> [Texte à lire]:
<<<<

Réflexions pieuses de saint Alphonse de Liguori, n. 16 : De la miséricorde de Dieu

Dieu aime tant à nous dispenser ses grâces que (selon saint Augustin) il désire plus nous les donner que nous ne désirons les recevoir : Plus vult ille tibi largiri bona quam concupiscas. En voici la raison: la bonté divine, comme disent les philosophes, est sui diffusiva, est poussée par sa nature même à faire le bien. Dieu étant donc une bonté infinie, il a un désir infini de nous accorder et partager entre nous les trésors qu’il possède.

>>>>

Données extraites
<<<<

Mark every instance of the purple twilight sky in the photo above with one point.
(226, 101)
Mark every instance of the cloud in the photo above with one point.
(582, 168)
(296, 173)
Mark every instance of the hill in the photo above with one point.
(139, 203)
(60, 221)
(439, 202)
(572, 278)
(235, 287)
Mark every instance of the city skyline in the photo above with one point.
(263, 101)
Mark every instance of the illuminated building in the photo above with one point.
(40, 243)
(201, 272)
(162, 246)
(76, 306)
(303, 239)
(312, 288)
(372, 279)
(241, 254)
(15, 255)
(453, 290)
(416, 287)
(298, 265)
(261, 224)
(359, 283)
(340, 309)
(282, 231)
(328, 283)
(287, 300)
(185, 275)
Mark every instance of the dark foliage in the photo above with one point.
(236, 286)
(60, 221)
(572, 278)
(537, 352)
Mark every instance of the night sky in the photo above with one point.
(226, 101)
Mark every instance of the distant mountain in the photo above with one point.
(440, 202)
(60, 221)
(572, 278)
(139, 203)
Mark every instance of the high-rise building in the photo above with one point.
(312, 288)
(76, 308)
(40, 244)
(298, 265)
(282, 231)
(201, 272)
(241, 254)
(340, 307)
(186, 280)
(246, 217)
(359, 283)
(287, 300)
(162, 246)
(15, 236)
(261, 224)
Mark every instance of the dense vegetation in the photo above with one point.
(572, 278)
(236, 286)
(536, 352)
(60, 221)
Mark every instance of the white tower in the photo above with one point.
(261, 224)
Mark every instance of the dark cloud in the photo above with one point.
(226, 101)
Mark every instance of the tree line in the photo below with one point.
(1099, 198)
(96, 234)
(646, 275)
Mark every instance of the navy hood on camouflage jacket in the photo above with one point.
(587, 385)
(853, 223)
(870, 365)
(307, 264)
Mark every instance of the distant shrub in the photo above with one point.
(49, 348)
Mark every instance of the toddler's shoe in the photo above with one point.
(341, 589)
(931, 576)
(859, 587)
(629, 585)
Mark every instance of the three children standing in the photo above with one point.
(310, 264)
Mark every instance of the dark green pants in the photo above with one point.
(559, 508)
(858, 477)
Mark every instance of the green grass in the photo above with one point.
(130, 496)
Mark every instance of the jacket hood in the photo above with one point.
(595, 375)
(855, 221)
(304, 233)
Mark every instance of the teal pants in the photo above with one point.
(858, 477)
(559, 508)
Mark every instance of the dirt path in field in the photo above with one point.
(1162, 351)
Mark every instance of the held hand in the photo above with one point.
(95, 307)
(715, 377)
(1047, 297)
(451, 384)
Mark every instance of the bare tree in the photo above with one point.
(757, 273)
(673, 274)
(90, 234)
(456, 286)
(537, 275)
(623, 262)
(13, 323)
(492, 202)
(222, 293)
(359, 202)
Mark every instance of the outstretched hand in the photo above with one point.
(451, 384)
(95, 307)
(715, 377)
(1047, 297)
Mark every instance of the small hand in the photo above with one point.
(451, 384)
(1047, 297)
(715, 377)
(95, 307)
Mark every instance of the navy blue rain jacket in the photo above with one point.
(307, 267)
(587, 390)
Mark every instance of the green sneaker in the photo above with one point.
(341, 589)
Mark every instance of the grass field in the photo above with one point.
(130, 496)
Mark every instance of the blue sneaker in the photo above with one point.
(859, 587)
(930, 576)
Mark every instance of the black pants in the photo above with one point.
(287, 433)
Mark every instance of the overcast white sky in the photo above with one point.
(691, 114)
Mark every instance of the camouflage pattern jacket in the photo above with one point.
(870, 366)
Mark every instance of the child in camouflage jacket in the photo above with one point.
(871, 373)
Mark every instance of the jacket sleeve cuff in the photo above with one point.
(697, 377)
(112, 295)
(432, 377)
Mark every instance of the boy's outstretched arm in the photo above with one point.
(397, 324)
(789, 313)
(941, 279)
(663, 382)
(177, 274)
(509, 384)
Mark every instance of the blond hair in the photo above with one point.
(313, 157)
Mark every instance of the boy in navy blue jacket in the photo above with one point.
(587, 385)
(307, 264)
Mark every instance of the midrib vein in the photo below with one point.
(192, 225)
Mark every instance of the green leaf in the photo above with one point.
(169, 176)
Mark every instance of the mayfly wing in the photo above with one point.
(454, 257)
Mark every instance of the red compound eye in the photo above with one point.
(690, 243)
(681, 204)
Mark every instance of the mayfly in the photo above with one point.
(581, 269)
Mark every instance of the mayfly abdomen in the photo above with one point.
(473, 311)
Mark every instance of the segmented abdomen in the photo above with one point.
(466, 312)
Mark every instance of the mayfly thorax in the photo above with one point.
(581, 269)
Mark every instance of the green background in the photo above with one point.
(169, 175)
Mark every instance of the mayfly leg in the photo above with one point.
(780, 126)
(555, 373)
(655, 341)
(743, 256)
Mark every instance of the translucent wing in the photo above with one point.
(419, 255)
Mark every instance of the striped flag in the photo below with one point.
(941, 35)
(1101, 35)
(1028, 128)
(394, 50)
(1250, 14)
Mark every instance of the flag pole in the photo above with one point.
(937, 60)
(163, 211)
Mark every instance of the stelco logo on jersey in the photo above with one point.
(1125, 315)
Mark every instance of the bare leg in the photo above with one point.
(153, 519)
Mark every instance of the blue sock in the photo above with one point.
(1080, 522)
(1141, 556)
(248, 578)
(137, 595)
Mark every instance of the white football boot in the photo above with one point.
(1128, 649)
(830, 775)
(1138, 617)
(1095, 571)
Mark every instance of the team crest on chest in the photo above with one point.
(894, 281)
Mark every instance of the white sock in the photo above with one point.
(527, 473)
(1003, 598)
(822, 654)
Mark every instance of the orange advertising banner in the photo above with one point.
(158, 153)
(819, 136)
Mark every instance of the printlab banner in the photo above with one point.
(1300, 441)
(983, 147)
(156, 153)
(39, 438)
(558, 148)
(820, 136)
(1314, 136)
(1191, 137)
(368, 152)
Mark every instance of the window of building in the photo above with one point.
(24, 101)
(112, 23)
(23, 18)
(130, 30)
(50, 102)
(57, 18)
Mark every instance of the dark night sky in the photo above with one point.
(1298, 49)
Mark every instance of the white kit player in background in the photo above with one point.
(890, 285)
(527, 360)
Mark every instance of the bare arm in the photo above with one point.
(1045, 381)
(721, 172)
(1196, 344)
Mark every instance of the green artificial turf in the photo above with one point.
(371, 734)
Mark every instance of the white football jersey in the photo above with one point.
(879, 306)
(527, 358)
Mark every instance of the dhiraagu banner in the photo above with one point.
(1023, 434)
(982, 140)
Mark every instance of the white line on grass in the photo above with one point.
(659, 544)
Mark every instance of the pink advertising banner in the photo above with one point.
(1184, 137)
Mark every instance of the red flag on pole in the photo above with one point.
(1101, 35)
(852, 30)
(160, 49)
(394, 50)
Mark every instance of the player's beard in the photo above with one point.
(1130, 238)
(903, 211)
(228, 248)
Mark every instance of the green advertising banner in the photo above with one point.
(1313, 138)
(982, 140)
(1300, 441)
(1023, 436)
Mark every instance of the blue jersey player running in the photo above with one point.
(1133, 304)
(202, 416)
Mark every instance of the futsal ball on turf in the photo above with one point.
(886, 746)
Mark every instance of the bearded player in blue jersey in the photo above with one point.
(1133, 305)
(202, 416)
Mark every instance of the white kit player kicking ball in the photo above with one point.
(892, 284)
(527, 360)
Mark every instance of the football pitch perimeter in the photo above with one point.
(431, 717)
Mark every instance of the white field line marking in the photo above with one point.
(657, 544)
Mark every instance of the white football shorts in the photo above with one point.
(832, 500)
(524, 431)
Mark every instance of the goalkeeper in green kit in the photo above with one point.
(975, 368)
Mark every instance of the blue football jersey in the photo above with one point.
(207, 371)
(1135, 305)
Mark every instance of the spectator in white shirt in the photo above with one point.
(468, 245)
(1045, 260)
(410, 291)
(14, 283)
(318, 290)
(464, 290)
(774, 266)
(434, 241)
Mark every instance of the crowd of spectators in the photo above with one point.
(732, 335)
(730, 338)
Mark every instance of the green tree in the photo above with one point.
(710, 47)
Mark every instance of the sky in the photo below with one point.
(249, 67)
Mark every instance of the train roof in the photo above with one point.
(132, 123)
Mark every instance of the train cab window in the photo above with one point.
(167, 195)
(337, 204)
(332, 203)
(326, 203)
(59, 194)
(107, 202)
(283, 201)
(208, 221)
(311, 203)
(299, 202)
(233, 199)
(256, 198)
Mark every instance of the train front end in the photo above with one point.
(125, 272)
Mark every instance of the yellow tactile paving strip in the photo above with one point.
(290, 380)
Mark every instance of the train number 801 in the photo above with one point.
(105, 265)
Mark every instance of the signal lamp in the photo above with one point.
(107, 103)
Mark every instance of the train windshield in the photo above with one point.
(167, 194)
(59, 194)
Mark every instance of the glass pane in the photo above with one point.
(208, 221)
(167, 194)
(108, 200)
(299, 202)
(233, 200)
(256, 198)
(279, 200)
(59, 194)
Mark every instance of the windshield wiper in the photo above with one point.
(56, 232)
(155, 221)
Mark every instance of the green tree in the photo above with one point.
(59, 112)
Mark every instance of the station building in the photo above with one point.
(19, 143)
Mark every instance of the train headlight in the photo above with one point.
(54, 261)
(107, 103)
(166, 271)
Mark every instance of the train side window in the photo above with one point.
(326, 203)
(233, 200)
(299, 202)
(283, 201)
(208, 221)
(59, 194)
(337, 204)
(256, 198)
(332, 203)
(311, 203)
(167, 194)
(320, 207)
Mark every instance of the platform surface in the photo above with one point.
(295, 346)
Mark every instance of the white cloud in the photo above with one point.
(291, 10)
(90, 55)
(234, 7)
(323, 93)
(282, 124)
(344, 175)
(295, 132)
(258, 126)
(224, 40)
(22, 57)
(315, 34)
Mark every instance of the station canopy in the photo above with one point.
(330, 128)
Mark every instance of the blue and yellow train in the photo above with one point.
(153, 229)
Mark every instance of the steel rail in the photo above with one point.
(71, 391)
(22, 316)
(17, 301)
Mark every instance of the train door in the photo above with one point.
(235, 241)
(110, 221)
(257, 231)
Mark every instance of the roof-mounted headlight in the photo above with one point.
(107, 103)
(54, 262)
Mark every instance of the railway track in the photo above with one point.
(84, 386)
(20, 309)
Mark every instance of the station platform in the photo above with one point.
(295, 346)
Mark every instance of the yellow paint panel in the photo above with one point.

>>>>

> [Exercices]:
A) Répondez aux questions suivantes sur le texte :
(i) D'après saint Augustin, qui désire le plus : Dieu de donner ses grâces, ou nous de les recevoir ?
(ii) Selon les philosophes, à quoi la bonté divine est-elle poussée par sa nature même ?
(iii) Quel désir Dieu a-t-il de nous accorder les trésors qu'il possède ?
B) Reproduisez le passage du texte en commençant par « Réflexions pieuses de » et en terminant par « trésors qu’il possède. », s'il vous plaît.
C) D'après le texte, pourquoi Dieu a-t-il un désir infini de nous accorder ses trésors ? Expliquez en une à trois phrases.
Répondez en vous appuyant uniquement sur le texte.

> [Réponses par exercice]:
A)
(i) Dieu désire plus nous donner ses grâces que nous ne désirons les recevoir.
(ii) Elle est poussée à faire le bien.
(iii) Il en a un désir infini.

B)
Réflexions pieuses de saint Alphonse de Liguori, n. 16 : De la miséricorde de Dieu

Dieu aime tant à nous dispenser ses grâces que (selon saint Augustin) il désire plus nous les donner que nous ne désirons les recevoir : Plus vult ille tibi largiri bona quam concupiscas. En voici la raison: la bonté divine, comme disent les philosophes, est sui diffusiva, est poussée par sa nature même à faire le bien. Dieu étant donc une bonté infinie, il a un désir infini de nous accorder et partager entre nous les trésors qu’il possède.

C) Selon les philosophes, la bonté divine est par nature portée à se répandre et à faire le bien. Comme Dieu est une bonté infinie, son désir d'accorder et de partager ses trésors est lui aussi infini.